* BEGIN INFORMATION SHOWN *

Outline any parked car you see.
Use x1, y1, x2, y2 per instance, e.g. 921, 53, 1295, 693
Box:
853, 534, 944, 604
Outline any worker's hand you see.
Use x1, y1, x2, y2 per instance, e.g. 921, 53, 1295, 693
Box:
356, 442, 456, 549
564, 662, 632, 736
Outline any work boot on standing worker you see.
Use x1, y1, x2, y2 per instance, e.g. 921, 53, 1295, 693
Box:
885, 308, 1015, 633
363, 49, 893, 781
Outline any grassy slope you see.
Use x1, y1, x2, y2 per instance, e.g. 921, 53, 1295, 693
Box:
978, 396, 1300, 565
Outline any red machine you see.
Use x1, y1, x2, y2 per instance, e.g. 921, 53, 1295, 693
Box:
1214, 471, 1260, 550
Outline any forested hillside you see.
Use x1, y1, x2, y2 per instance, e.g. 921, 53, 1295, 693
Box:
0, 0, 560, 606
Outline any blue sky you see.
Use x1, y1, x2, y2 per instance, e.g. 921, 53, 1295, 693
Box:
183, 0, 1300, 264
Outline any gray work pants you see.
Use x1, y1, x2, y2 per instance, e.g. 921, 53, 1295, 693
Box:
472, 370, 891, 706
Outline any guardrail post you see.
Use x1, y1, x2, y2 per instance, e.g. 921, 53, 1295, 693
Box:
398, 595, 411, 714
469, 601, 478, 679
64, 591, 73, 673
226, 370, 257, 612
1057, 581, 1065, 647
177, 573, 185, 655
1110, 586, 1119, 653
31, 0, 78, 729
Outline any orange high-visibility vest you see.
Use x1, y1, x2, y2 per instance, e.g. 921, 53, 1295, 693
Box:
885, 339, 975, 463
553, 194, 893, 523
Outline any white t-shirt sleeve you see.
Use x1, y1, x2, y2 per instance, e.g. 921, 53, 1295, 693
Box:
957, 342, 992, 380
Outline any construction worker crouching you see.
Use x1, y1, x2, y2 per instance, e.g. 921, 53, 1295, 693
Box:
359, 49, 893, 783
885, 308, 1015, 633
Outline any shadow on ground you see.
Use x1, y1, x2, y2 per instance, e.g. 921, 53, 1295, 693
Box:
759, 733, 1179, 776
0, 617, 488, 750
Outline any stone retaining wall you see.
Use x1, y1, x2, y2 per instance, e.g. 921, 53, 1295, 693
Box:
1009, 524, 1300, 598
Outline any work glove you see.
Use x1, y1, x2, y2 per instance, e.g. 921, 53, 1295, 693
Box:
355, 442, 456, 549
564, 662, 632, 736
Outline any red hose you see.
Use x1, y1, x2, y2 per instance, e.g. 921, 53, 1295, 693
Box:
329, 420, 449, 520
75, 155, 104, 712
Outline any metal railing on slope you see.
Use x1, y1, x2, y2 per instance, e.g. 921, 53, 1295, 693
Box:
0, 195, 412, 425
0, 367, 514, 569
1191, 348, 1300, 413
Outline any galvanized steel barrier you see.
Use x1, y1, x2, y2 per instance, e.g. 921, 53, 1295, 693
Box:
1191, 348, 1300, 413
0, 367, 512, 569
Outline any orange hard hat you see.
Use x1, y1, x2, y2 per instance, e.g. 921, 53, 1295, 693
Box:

* END INFORMATION SHOWN *

▶ [EXERCISE AIM] Return each line of the records above verbatim, keeping their original order.

▶ [TASK ANSWER]
Outline any parked car you see.
Use x1, y1, x2, y2 per instance, e.g. 921, 53, 1295, 693
Box:
853, 534, 944, 604
Outline any worker's hand you see.
Use x1, y1, x2, y2 per instance, e.g. 921, 53, 1295, 693
Box:
356, 442, 456, 549
564, 662, 632, 736
Outline any work boot on standing worker you see.
Use x1, y1, x2, y2 per instance, e.g. 921, 53, 1295, 693
Box:
885, 308, 1015, 633
363, 49, 893, 781
Outline any grassy slope you see.
Use x1, y1, x2, y2 per instance, e.g. 921, 53, 1295, 693
Box:
978, 396, 1300, 565
Outline any red machine you see.
Use x1, y1, x2, y2 per instance, e.g. 921, 53, 1295, 693
Box:
1214, 471, 1260, 550
Outline any forested hillside you see.
Use x1, y1, x2, y2 per instance, e.g. 921, 53, 1295, 693
Box:
0, 0, 560, 606
Outline any blue sky you see.
Use x1, y1, x2, y2 per instance, e.g. 921, 53, 1295, 693
Box:
183, 0, 1300, 264
Outline any gray work pants you see.
Use x1, y1, x2, y2 per instance, e.g. 921, 53, 1295, 693
Box:
472, 370, 891, 706
Outline any guardrail post you see.
Use x1, y1, x2, y2 per instance, e.g. 921, 53, 1295, 693
Box:
398, 595, 411, 714
469, 601, 478, 679
64, 591, 73, 673
226, 370, 257, 612
1057, 581, 1065, 647
177, 573, 185, 655
1110, 586, 1119, 653
31, 0, 78, 729
Outline any orange high-visibility vest you see.
Use x1, y1, x2, y2 per instance, e.g. 921, 53, 1295, 693
Box:
885, 339, 975, 463
553, 194, 893, 523
Outline any white t-shirt sleeve you see.
Use x1, y1, x2, y2 per instance, e.g. 921, 53, 1295, 693
Box:
957, 342, 992, 380
Outline any construction worker crouching you see.
Use x1, y1, x2, y2 per instance, e.g. 921, 53, 1295, 693
Box:
359, 49, 893, 783
885, 308, 1015, 633
Outline any shadow on ground you see.
Use x1, y1, x2, y2 per instance, e.g. 921, 53, 1295, 693
Box:
759, 733, 1179, 776
0, 617, 488, 750
Outline any stone retaining wall you see.
Use x1, y1, x2, y2 per instance, e.g. 921, 53, 1295, 693
Box:
1009, 524, 1300, 598
Outline any work glove you see.
Use x1, y1, x2, y2 per instance, e.g. 921, 53, 1295, 693
Box:
355, 442, 456, 549
564, 662, 632, 736
Outline any red hose you see.
Use x1, y1, x2, y2 per instance, e.g. 921, 53, 1295, 693
Box:
329, 420, 449, 520
75, 155, 104, 712
Outline any metal railing on slope you see.
Use x1, y1, x2, y2 per instance, e.g. 921, 53, 1295, 693
Box:
0, 195, 412, 425
0, 367, 514, 569
1191, 348, 1300, 413
Outline any galvanized steel barrier you see.
Use x1, y1, x2, y2 per instance, e.g. 921, 53, 1295, 693
Box:
1191, 348, 1300, 413
0, 367, 512, 569
Outline any orange hard hat you see.
Use x1, y1, x2, y2 per instance, e.g. 921, 53, 1295, 693
Box:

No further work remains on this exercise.